▶ _PROBLEM DETAILS_
Copy out every line in the part of the records that opens with the line containing "Target: dark window frame" and continues to the end of the records. Shift each point coordinate in that part by adding -87 to it.

Source records:
^^^^
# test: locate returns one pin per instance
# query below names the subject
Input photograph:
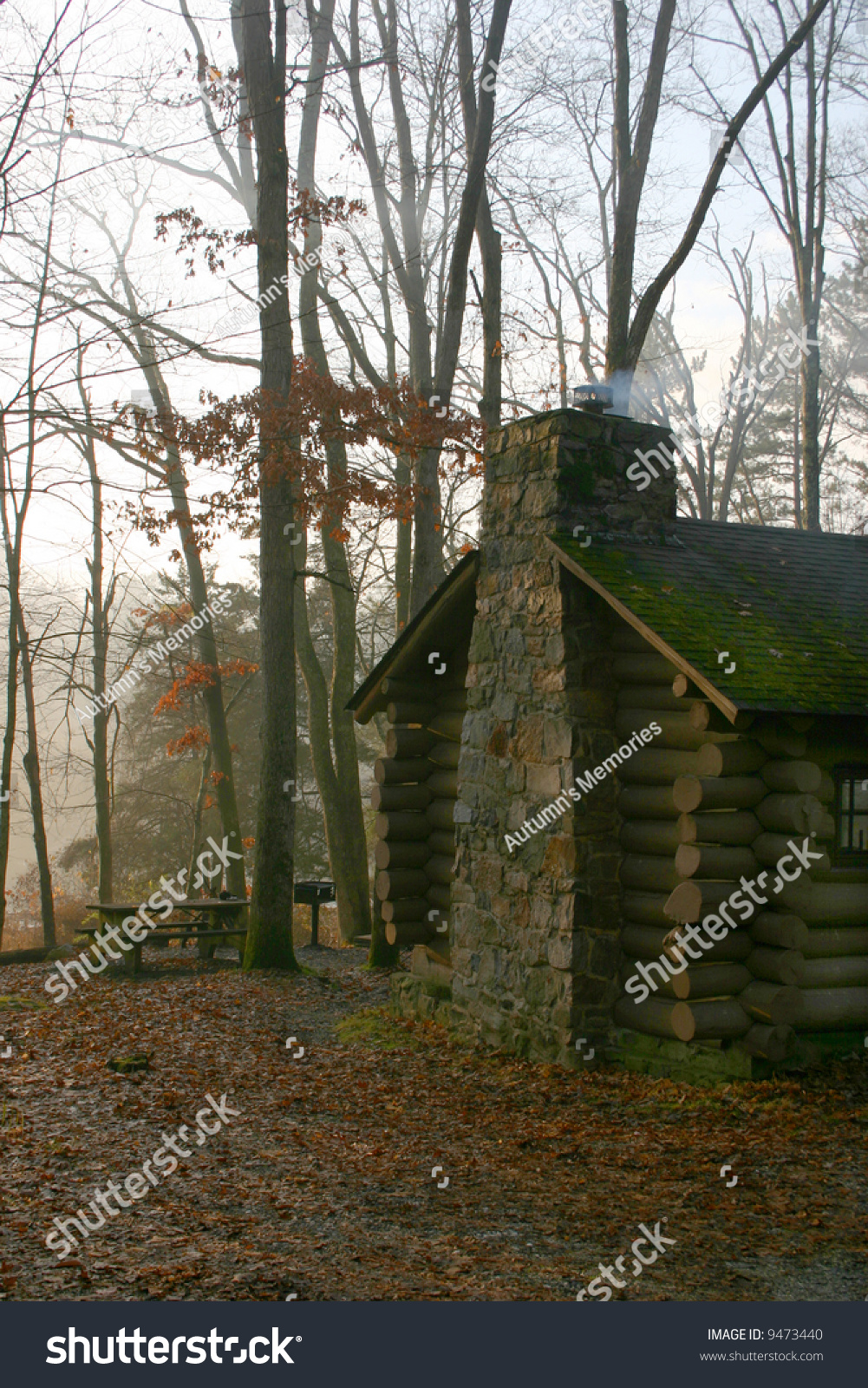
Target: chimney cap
(594, 399)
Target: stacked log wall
(814, 933)
(688, 839)
(414, 797)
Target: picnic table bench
(207, 920)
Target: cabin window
(852, 814)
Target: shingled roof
(786, 606)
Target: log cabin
(590, 610)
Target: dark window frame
(847, 772)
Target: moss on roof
(789, 607)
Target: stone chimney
(536, 951)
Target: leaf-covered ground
(322, 1187)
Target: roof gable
(786, 606)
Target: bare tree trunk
(810, 436)
(270, 939)
(176, 483)
(197, 815)
(100, 608)
(9, 744)
(32, 772)
(333, 743)
(487, 236)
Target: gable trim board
(724, 704)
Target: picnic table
^^^^
▶ _FINAL ANSWER_
Target: dark window frame
(760, 685)
Target: moss on roof
(702, 520)
Target: stone chimney
(449, 864)
Target: leaf-covered ground
(235, 1100)
Target: roof gable
(699, 519)
Target: bare tree trunk
(723, 349)
(183, 852)
(89, 396)
(110, 728)
(13, 521)
(-78, 657)
(-55, 685)
(246, 656)
(400, 149)
Target: gable trim board
(637, 617)
Target: picnic table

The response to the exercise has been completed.